| Rows |
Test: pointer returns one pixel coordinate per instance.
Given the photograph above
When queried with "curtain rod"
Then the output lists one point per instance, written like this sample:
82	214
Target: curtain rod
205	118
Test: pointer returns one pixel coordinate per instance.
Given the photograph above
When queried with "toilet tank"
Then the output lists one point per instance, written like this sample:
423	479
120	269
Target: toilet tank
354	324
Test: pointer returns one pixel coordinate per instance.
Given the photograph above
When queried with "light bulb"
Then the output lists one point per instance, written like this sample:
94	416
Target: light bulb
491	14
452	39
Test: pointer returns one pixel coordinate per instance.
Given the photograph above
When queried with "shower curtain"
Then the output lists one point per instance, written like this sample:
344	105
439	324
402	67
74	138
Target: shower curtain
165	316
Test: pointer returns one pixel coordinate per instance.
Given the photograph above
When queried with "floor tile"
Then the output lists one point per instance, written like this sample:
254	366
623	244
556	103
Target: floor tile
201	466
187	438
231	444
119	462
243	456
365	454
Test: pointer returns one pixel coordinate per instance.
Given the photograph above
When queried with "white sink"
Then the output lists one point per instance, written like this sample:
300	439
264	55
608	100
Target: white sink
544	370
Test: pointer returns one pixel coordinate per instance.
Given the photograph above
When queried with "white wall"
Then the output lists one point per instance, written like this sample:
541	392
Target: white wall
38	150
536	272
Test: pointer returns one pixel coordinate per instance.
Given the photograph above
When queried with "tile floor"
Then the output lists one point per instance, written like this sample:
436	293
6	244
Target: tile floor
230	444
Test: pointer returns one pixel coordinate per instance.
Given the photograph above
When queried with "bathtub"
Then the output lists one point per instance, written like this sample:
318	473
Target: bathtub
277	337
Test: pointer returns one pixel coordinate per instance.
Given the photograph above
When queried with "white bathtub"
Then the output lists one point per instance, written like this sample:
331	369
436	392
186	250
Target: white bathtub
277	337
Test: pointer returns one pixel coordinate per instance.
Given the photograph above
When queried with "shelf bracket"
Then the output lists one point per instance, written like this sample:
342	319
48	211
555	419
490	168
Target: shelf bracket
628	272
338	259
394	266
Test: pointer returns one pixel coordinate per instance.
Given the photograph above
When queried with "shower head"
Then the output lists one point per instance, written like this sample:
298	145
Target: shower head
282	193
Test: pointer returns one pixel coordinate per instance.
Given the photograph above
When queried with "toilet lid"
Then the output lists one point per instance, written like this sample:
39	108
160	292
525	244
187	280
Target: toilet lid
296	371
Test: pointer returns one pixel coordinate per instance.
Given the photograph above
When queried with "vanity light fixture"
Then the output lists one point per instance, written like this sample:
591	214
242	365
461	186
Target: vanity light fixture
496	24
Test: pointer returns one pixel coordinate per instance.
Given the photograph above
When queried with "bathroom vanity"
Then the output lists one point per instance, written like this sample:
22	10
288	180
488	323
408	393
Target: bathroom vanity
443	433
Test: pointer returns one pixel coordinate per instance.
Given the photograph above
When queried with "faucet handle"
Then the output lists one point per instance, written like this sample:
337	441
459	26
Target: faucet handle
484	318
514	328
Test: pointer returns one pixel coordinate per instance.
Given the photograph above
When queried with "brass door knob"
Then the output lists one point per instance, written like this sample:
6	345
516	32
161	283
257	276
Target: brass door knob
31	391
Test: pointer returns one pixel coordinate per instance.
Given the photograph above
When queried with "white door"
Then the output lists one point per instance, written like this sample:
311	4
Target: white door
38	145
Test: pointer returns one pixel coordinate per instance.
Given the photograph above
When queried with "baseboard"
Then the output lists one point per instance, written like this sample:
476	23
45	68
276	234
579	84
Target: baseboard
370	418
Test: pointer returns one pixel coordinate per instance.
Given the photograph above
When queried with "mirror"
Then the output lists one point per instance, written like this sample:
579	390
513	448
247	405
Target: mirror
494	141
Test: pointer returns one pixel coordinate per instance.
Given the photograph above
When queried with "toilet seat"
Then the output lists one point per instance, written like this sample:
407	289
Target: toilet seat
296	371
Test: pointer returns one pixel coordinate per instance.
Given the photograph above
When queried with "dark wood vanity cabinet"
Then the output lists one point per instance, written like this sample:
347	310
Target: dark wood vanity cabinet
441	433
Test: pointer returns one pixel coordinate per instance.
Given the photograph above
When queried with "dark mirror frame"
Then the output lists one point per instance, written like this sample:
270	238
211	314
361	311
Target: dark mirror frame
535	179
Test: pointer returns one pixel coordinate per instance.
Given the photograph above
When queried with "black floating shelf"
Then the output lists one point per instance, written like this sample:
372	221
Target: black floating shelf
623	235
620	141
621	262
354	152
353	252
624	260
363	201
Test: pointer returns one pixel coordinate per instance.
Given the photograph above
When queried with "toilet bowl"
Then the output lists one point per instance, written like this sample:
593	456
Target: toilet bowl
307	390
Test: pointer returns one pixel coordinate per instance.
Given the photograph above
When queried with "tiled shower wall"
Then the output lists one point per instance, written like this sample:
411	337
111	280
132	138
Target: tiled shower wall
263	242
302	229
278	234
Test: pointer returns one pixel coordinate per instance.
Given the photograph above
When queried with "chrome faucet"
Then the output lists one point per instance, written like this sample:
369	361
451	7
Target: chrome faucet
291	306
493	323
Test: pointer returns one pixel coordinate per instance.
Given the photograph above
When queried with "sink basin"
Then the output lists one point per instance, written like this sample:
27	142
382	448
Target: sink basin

| Work to complete |
Output all records verbatim.

| Task result |
Test: pointer returns one pixel coordinate per instance.
Given the photograph above
When queried with "curtain rod"
Then the output lists one point per instance, written like this sample:
82	214
Target: curtain rod
205	118
Test: pointer returns one pixel coordinate per instance.
Given the photograph above
When queried with "toilet tank"
Then the output lists one point per instance, written like this sample:
423	479
120	269
Target: toilet tank
354	324
Test: pointer returns one pixel coordinate per instance.
Given the photograph above
When queried with "light bulb"
Then the output lists one point per instance, written like this sample:
94	416
Target: light bulb
491	14
452	39
Test: pointer returns one pixel coordinate per instance.
Given the photograph above
When queried with "shower curtain"
Then the output lists one point per instance, written like this sample:
344	105
439	324
402	67
74	138
Target: shower curtain
165	316
Test: pointer returns one pixel coordinate per instance.
Given the photograph above
When queried with "floor tile"
Then the output lists one point per instance, written like this sample:
254	366
623	244
556	103
Target: floor tile
201	466
187	438
231	444
119	462
243	456
365	454
Test: pointer returns one pixel coordinate per instance.
Given the photograph above
When queried with "white sink"
Then the output lists one point per instance, written like this sample:
300	439
264	55
608	100
Target: white sink
544	370
Test: pointer returns one pixel coordinate per instance.
Given the photograph above
When queried with "white wall"
Then the output lists one point per instance, written like this sample:
541	392
Target: white wall
38	150
536	272
Test: pointer returns one pixel coordinate per instance.
Given the photograph above
When queried with "tile floor"
Then the output lists one point per instance, written like this sample:
436	293
6	244
Target: tile floor
230	444
Test: pointer returns one pixel coordinate per instance.
Given the photograph above
When queried with "bathtub"
Then the output lists one point per instance, written like this sample:
318	473
Target: bathtub
277	337
Test: pointer returns one pixel coordinate per instance.
Given the photograph above
When queried with "white bathtub"
Then the output lists one point per instance, written like this sample:
331	369
436	392
186	250
Target: white bathtub
277	337
Test: pointer returns one pixel coordinate per instance.
Given the photograph above
When queried with "shelf bracket"
Then the output lists one point per instance, written like this sample:
342	319
48	211
555	419
490	168
Target: shelf bracket
628	272
338	259
394	266
Test: pointer returns one pixel coordinate per instance.
Given the photograph above
When queried with "shower head"
Then the output lists one point per instance, written like this sample:
298	145
Target: shower head
282	193
Test: pointer returns one pixel coordinate per instance.
Given the photograph above
When queried with "toilet lid"
Then the output lists one point per instance, written like this sample:
39	108
160	292
525	244
187	280
Target: toilet lid
296	371
Test: pointer returns one pixel coordinate per instance.
Given the photograph above
When queried with "vanity light fixture"
Then the output lists one point per instance, written like this sample:
591	214
242	365
461	186
Target: vanity light fixture
496	24
Test: pointer returns one pixel coordinate per instance.
Given the photograph above
When queried with "bathroom vanity"
Then the output lists one point per instance, written like this sample:
22	10
288	180
488	323
408	393
Target: bathroom vanity
443	433
Test: pointer returns one pixel coordinate per instance.
Given the photograph above
When queried with "faucet handle"
Then the output lists one point per instance, written like this sample:
337	441
459	26
Target: faucet handle
484	318
514	328
Test: pointer returns one pixel coordinate per instance.
Given the photograph above
When queried with "brass door knob"
Then the output lists one point per instance, written like this sample:
6	345
516	32
161	283
257	276
Target: brass door knob
31	391
Test: pointer returns one pixel coordinate per instance.
Given the photograph above
When queried with "white door"
Then the output lists one point per instance, written like this sample:
311	4
Target: white door
38	145
Test: pointer returns one pixel coordinate per instance.
Given the photograph above
When queried with "baseboard"
Then the output lists one point per instance, written like this sample:
476	23
45	68
276	234
579	84
Target: baseboard
370	418
Test: pointer returns one pixel coordinate per instance.
Given the photograph above
When queried with "mirror"
Then the output lists one point per instance, written like this sample:
579	390
513	448
247	405
Target: mirror
494	141
Test: pointer returns one pixel coordinate per instance.
Given the photograph above
When queried with "toilet seat"
Then the output lists one point per instance, written like this sample:
407	289
Target: toilet seat
296	371
Test: pointer returns one pixel coordinate per instance.
Given the photograph above
When queried with "dark wood vanity cabinet"
Then the output lists one point per instance, written like this sample:
347	310
Target: dark wood vanity cabinet
441	433
Test: pointer returns one pixel coordinate per instance.
Given the photograph above
When queried with "dark mirror frame"
Then the output lists one point per instance, written like this sample:
270	238
211	314
361	311
Target: dark mirror frame
535	179
Test: pointer returns one pixel coordinate per instance.
Given the photograph above
When queried with "black floating shelf"
Then the output lists one point per instance, written like this sample:
372	221
Target: black floating shelf
623	235
620	141
621	262
354	152
353	252
624	260
363	201
Test: pointer returns one pixel coordinate per instance.
Given the photograph above
When queried with "toilet bowl"
Then the output lists one point per instance, written like this sample:
593	456
Target: toilet bowl
307	390
Test: pointer returns one pixel coordinate per instance.
Given the photograph above
When queried with "tiled shower wall"
Then the output lists one point per instance, written like this sample:
411	337
111	280
132	138
Target: tiled shower wall
263	242
302	229
278	234
Test: pointer returns one pixel coordinate per instance.
Given the photograph above
When queried with "chrome faucet"
Then the output lists one point per instance, written like this sample:
369	361
451	7
Target: chrome faucet
291	306
493	323
Test: pointer returns one pixel coordinate per instance.
Given the photograph above
When queried with "sink basin"
Then the output lists one point per instance, written like this sample:
27	142
382	448
Target: sink basin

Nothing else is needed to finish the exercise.